╭─ Article
The changing face of disputes risk in emerging markets: A panel session on business and human rights, class actions and investment protection – Dan HudsonJohn Ogilvie,Damian Grave and Vanessa Naish

  • The topic of business and human rights has gained greater momentum in recent years with publication of the UN Guiding Principles on Business and Human Rights in 2011. The Guiding Principles are based on three “pillars”:
    • Protect – States have a duty under international law to protect against human rights abuses within their territory. This means they should take appropriate steps to prevent human rights abuses by businesses and to punish those who transgress.
    • Respect – All business enterprises have a responsibility to respect internationally recognised human rights wherever they operate. This means that they should act with due diligence to identify their actual and potential human rights impacts and ensure that adverse impacts are avoided / mitigated.
    • Remedy – Victims of business-related human rights abuses should be provided with access to effective remedies, through both judicial and non-judicial means.
  • There is a clear trend toward heightened scrutiny of human rights issues, with an increasing body of NGOs who are willing to shout out about human rights abuses and to name and shame companies they feel are causing, contributing or connected to those abuses.
  • Particularly where companies are active in high risk jurisdictions (eg in Africa, Asia and to some extent South America) or high risk industries (eg extractive industries), they need to think about how their operations expose them to risk and how best to ensure those risks are mitigated or avoided.
  • Corporates need to ensure they have due diligence in place in relation to their supply chain, making sure that all businesses both up and down the chain have appropriate policies in this area and that there are appropriate contractual obligations / protections. Monitoring supply chain relationships and the performance of those obligations is also key to how corporates should be protecting themselves in this area. A failure to achieve sufficiently high standards can expose a business to non-judicial remedies, eg via a complaint to the UK’s National Contact Point on Human Rights (NCP) administered by the Department for Business, Innovation and Skills (BIS), as well as potential civil claims.
  • When a complaint is made to the NCP, assuming it passes the initial assessment stage and the panel decides that it should proceed to a full examination, the case becomes public at that point. Any documents or information submitted to the NCP will potentially go out into the public domain and could be used in legal proceedings against the respondent. Accordingly, the NCP process can increase the risk of civil proceedings, either on an individual or group basis.
  • The NCP will not award damages but, unless the case is resolved by agreement, will make a final statement with recommendations, setting out the reasons for its decision. About a year after the final statement, the NCP will go back to the respondent and ask what has been done to follow up on the recommendations made, and the result of that process is also published. The potential reputational impact is obvious.
  • Another trend that appears to be on the rise is “class action tourism”, where multiple claims are commenced against UK based corporate defendants in the English courts relating to the conduct of the defendants, or their group companies, abroad.
╰─
╭─ Data section
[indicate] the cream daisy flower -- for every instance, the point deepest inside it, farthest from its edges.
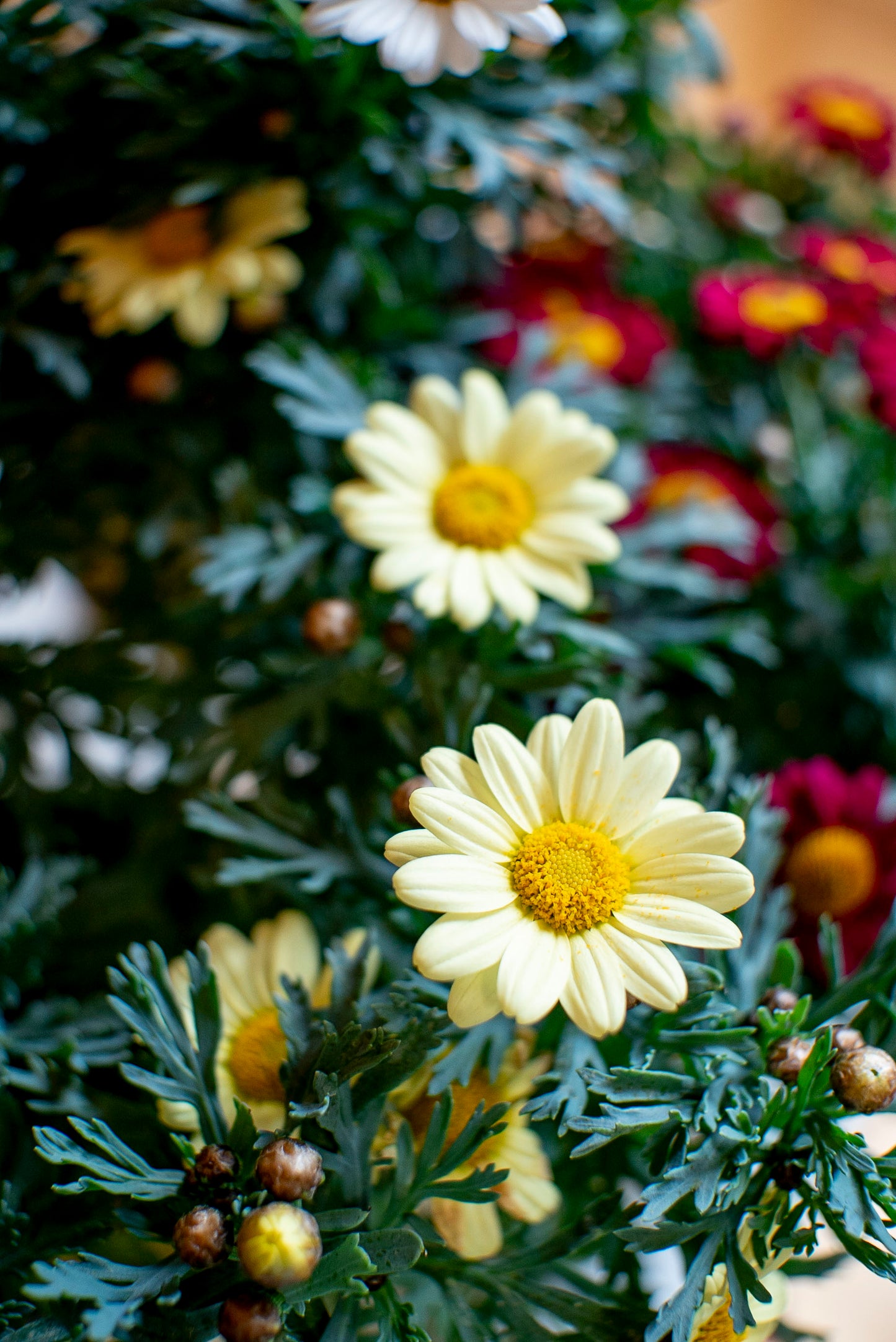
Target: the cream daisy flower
╰─
# The problem
Reproduce the part of the business and human rights panel summary above, everything from "The changing face" down to "those who transgress.".

# Written response
The changing face of disputes risk in emerging markets: A panel session on business and human rights, class actions and investment protection – Dan HudsonJohn Ogilvie,Damian Grave and Vanessa Naish

  • The topic of business and human rights has gained greater momentum in recent years with publication of the UN Guiding Principles on Business and Human Rights in 2011. The Guiding Principles are based on three “pillars”:
    • Protect – States have a duty under international law to protect against human rights abuses within their territory. This means they should take appropriate steps to prevent human rights abuses by businesses and to punish those who transgress.